> _Requirement_
All entries are to be printed again exactly, with their images omitted.

> _Data extracts_
++++++++

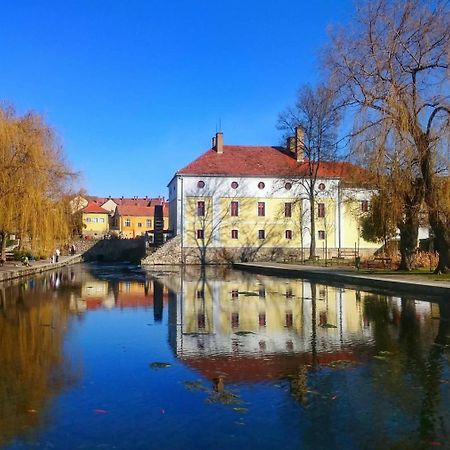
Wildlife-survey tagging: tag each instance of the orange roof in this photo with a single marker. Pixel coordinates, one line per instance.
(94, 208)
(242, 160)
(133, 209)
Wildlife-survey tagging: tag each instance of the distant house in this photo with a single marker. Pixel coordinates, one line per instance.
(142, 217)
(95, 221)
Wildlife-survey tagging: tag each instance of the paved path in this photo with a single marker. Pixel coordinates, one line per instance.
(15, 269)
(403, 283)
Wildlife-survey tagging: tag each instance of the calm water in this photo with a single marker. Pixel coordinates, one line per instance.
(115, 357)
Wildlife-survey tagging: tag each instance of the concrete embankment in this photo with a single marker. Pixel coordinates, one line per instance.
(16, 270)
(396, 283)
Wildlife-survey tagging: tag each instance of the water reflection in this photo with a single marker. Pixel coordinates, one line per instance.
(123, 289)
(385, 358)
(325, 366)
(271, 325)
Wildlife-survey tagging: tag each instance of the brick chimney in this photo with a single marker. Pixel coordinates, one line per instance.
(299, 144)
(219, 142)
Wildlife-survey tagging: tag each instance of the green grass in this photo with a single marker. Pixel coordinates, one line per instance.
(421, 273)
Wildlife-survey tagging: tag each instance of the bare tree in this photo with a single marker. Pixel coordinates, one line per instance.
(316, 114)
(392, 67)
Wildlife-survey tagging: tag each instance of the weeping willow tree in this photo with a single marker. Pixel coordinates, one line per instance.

++++++++

> _Response to this task_
Wildlife-survey tagging: tag each instance of the orange roof in this photo with a single marker. Pixel coordinates, one line per instance.
(94, 208)
(242, 160)
(133, 209)
Wildlife-survey tagging: tag each instance of the distant house in this photo with a single marker. Pixel coordinates, one line per instance.
(142, 217)
(95, 221)
Wildlife-survey tagging: tag each instance of the paved path in this photo with a single marker. Pixel coordinates, one line per instance.
(15, 269)
(403, 283)
Wildlife-survey tagging: tag each instance of the calm water in this photo with a single marker. Pixel coordinates, one line per instance.
(115, 357)
Wildlife-survey tagging: tag each instance of the concrete embankment in this photo with a single marker. Pixel coordinates, one line per instance.
(16, 270)
(396, 283)
Wildlife-survey tagging: tag each instance of the water reflection in this photo with a single marker. Pixel coordinates, one line per instance.
(123, 289)
(385, 358)
(325, 366)
(271, 325)
Wildlife-survey tagging: tag each instance of the brick chimney in this photo with a single marker. Pixel coordinates, one line per instance.
(299, 144)
(219, 142)
Wildlife-survey tagging: tag each instance of the green grass in this photo with a single marker. Pixel coordinates, one line per instance.
(421, 273)
Wildlife-survey tagging: tag each instance of the bare tree in this photo with a single marker. Pixel coordinates, one line per instance.
(316, 114)
(392, 67)
Wildlife-survey tagging: tag each instance of the weeping willow tree in this photo with a single marker. Pixel coordinates, one line per instance.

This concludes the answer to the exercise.